» EXCERPT

How baby brains 'sync up' with those of adults decoded
The study is based on an adult's interaction with 18 children, ranging in age from nine to 15 months
New York : Researchers have conducted the first ever study assessing how baby and adult brains interact during play, and found similarities in their neural activity, an advance that may lead to new understanding of development disorders like autism.
In the study, conducted by Princeton University researchers, baby and adult brain activity rose and fell together as they shared toys and eye contact.
The scientists developed a new dual-brain imaging system which uses an analysis technique called functional near-infrared spectroscopy (fNIRS) to record oxygen levels in the blood as a proxy for neural activity.
Using this setup, the researchers recorded the neural coordination between babies and an adult while they played with toys, sang songs, and read a book.
The study is based on an adult's interaction with 18 children, ranging in age from nine to 15 months.
In one part of the experiment, the adult spent five minutes interacting directly with a child -- playing with toys, singing nursery rhymes or reading 'Goodnight Moon' -- while the child sat on their parent's lap.
In the second part, the experimenter turned to the side, and told a story to another adult while the child played quietly with their parent.
The novel caps collected data from 57 channels of the brain which played roles in prediction, language processing, and understanding other people's perspectives.

» EXTRACTED MATERIAL

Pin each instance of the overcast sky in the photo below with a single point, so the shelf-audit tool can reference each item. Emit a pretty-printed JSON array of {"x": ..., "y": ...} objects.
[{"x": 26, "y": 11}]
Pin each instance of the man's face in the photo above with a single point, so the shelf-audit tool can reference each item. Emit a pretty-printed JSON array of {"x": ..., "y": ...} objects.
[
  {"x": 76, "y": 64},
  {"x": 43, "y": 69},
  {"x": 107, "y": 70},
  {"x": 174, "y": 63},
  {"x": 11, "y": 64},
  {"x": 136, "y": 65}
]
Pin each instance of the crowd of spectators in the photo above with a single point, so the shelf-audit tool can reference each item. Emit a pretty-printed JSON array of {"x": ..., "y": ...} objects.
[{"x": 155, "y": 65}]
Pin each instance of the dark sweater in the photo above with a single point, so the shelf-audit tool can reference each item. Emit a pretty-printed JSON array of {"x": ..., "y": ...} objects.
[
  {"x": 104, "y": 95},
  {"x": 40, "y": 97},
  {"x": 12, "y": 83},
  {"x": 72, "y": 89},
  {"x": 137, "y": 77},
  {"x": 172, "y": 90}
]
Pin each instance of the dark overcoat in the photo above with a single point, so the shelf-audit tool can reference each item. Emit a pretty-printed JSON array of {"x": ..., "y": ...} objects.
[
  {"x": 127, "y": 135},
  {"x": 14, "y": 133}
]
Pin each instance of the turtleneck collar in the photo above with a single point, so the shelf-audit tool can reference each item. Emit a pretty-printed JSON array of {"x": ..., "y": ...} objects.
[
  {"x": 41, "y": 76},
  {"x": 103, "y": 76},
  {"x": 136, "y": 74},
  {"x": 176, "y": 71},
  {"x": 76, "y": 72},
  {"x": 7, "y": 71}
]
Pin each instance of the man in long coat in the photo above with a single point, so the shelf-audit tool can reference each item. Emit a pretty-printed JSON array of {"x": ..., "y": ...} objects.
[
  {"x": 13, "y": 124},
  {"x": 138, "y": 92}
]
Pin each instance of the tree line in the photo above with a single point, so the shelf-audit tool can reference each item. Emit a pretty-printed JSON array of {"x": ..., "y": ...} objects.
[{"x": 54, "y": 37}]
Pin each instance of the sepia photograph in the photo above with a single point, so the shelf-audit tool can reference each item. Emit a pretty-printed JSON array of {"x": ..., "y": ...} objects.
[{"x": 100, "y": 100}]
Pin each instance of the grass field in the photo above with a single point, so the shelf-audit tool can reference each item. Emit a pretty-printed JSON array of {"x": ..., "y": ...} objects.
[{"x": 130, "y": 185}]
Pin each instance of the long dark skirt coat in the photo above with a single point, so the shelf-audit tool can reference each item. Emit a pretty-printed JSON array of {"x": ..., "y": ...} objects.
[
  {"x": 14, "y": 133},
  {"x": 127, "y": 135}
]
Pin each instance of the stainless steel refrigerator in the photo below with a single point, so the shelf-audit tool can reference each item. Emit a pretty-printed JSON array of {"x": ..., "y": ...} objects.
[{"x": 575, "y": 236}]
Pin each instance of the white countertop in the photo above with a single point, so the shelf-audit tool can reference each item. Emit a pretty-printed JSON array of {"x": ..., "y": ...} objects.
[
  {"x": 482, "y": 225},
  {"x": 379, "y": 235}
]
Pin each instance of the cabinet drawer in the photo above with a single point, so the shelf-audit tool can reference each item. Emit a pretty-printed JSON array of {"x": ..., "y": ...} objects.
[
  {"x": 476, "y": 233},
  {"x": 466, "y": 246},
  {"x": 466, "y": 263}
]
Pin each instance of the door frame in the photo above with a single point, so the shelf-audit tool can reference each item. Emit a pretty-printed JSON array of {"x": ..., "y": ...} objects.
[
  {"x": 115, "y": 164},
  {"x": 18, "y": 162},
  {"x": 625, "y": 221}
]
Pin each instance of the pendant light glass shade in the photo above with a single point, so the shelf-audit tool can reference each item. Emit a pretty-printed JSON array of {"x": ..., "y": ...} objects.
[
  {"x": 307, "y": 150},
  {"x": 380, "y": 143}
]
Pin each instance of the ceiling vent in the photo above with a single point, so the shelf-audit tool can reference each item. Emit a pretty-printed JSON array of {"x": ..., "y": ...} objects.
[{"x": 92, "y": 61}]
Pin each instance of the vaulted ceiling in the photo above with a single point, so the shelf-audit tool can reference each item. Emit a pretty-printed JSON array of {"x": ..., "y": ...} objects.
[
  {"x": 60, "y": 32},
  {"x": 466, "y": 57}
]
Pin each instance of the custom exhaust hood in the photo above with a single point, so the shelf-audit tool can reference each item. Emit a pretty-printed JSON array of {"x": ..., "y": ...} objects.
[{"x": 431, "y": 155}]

» ASSIGNED TASK
Write out the article on baby and adult brains word for word, starting at "In the study, conducted" and ending at "their parent's lap.". The items have no connection to the article.

» RESULT OF THIS EXERCISE
In the study, conducted by Princeton University researchers, baby and adult brain activity rose and fell together as they shared toys and eye contact.
The scientists developed a new dual-brain imaging system which uses an analysis technique called functional near-infrared spectroscopy (fNIRS) to record oxygen levels in the blood as a proxy for neural activity.
Using this setup, the researchers recorded the neural coordination between babies and an adult while they played with toys, sang songs, and read a book.
The study is based on an adult's interaction with 18 children, ranging in age from nine to 15 months.
In one part of the experiment, the adult spent five minutes interacting directly with a child -- playing with toys, singing nursery rhymes or reading 'Goodnight Moon' -- while the child sat on their parent's lap.